## What you are asked to do
Starting at the top of the listing below, copy each line exactly, stopping after the line that contains "Target: magenta flower head".
>>
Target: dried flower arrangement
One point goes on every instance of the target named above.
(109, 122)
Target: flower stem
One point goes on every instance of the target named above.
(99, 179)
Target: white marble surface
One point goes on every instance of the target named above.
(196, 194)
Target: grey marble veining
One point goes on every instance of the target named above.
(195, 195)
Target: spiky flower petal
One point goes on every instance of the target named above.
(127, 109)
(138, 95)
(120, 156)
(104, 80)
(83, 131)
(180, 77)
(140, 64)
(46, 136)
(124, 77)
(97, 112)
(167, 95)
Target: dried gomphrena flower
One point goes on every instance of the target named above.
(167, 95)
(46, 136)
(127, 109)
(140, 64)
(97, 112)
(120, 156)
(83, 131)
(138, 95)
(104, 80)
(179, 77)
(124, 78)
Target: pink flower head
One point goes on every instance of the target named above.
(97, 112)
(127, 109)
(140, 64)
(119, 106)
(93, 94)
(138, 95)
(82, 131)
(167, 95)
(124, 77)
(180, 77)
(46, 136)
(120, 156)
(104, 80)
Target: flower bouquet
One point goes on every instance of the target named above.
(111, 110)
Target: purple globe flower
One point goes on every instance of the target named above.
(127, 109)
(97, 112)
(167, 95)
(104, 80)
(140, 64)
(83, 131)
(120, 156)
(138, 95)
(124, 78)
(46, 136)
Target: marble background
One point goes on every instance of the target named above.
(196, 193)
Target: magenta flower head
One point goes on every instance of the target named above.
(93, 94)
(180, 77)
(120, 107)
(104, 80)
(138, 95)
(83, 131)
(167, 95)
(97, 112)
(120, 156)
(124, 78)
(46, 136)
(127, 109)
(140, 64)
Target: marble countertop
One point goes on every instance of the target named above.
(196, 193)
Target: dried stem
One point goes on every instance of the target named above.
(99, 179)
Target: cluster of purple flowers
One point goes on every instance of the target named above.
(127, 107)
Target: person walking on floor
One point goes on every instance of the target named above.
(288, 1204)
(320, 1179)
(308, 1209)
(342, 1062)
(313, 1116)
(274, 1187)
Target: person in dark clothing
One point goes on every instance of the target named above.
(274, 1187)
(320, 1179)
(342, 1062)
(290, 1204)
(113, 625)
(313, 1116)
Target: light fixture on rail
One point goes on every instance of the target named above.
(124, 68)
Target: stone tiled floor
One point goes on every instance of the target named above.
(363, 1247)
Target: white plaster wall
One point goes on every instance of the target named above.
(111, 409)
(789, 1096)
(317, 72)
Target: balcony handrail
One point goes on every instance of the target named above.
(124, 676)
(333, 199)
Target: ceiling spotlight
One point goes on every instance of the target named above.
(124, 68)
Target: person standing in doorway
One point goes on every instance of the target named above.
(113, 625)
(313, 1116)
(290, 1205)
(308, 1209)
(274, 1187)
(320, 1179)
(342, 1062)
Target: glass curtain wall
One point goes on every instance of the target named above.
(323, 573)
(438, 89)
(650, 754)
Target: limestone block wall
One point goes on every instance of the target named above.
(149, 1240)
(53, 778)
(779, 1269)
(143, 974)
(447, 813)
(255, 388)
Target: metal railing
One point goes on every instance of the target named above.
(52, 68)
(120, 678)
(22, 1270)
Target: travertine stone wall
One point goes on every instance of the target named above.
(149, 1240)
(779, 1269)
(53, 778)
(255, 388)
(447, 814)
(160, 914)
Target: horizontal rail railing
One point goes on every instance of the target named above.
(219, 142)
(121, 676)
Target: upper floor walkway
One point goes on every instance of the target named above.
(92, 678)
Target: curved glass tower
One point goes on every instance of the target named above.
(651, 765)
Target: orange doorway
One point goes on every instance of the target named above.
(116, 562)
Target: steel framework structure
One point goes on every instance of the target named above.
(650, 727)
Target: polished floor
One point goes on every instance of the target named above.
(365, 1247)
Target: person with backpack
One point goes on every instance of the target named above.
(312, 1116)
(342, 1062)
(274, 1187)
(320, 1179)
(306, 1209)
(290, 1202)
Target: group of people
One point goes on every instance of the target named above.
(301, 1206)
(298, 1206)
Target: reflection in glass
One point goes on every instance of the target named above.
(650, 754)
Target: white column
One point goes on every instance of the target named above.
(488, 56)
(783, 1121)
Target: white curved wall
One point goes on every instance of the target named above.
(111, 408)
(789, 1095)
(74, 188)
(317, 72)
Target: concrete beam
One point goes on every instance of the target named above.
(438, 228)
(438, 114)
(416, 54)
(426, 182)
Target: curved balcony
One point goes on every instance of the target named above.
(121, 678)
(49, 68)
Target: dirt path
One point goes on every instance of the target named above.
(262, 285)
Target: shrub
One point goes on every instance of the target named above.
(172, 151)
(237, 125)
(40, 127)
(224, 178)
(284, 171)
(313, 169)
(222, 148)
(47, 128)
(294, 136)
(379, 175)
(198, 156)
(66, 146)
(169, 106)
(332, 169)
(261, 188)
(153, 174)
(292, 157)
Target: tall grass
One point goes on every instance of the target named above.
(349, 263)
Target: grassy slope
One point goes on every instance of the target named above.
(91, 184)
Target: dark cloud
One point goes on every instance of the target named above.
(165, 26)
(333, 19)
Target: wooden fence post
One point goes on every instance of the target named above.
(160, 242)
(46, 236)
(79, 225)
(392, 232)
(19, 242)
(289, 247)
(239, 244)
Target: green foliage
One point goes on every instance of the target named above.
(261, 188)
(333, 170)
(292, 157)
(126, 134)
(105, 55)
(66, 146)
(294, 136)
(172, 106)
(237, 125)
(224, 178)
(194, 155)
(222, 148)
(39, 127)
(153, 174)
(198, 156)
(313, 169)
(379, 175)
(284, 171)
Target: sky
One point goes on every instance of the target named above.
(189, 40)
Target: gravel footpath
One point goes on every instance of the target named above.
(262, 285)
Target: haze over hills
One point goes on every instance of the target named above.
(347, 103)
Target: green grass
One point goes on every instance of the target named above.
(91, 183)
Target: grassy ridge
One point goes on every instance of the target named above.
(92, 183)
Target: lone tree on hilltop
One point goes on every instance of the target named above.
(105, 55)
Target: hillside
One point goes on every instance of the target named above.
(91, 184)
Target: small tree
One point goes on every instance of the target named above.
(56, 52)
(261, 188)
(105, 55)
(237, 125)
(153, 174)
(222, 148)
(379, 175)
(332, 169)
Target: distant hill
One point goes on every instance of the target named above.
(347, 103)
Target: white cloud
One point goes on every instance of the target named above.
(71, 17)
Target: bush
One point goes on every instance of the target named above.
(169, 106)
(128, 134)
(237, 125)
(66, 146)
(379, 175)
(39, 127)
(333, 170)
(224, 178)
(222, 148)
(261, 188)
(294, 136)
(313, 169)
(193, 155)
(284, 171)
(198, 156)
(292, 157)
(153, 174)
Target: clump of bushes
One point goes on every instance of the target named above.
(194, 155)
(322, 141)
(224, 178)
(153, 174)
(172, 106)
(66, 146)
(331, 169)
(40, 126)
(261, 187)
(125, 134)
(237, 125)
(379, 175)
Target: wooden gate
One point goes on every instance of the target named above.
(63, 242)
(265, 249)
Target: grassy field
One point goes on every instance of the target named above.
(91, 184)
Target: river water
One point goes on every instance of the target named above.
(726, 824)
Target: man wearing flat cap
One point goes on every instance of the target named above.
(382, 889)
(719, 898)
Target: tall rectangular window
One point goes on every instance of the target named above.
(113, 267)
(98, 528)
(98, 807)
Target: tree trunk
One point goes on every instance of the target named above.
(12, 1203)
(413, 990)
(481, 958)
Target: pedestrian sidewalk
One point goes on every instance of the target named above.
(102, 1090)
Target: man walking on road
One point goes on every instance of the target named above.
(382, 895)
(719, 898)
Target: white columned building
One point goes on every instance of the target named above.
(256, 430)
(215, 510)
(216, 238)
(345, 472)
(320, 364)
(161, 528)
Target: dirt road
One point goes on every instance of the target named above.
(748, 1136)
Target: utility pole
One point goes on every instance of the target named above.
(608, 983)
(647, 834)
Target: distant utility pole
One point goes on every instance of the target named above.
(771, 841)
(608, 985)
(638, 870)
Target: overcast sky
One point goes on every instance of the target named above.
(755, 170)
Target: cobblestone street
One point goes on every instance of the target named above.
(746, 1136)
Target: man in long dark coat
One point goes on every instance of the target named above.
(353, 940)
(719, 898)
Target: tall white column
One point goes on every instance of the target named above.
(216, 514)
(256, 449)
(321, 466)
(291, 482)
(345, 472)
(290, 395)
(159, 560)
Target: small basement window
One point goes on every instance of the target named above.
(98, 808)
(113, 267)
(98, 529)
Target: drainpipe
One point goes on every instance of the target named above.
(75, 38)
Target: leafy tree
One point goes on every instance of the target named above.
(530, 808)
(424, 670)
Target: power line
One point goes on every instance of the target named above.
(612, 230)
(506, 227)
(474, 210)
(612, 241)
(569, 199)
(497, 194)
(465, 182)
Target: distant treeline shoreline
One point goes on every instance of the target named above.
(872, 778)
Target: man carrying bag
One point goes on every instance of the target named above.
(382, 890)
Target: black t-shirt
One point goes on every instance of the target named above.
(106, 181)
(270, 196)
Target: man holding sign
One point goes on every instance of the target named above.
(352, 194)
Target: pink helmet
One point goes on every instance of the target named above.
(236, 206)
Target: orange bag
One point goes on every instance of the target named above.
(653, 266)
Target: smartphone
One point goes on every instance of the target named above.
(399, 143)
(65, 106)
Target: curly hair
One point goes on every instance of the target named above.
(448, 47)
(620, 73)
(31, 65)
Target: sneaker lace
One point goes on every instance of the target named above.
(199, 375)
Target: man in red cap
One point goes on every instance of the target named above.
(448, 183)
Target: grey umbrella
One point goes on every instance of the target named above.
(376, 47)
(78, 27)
<<
## Task solution
Target: dried flower arrangement
One point goes on every instance of the target named above.
(109, 122)
Target: flower stem
One point goes on every instance of the target named above.
(99, 179)
Target: white marble surface
One point goes on every instance of the target named above.
(196, 194)
Target: grey marble veining
One point goes on every instance of the target named above.
(195, 195)
Target: spiky flower petal
One point goes on every instance of the target named above.
(127, 109)
(138, 95)
(120, 156)
(104, 80)
(83, 131)
(180, 77)
(140, 64)
(46, 136)
(124, 77)
(97, 112)
(167, 95)
Target: dried gomphrena flower
One point goes on every instance of the target named above.
(167, 95)
(46, 136)
(127, 109)
(140, 64)
(97, 112)
(120, 156)
(83, 131)
(138, 95)
(104, 80)
(179, 77)
(124, 78)
Target: pink flower head
One point goes on every instance of the target named above.
(97, 112)
(127, 109)
(140, 64)
(119, 106)
(93, 94)
(138, 95)
(82, 131)
(167, 95)
(124, 77)
(180, 77)
(46, 136)
(120, 156)
(104, 80)
Target: flower bouquet
One point goes on every instance of the target named above.
(111, 110)
Target: purple globe flower
One point goes on every instance of the target named above.
(127, 109)
(97, 112)
(167, 95)
(104, 80)
(140, 64)
(83, 131)
(120, 156)
(138, 95)
(124, 78)
(46, 136)
Target: marble background
One point goes on every instance of the target named above.
(196, 193)
Target: magenta flower head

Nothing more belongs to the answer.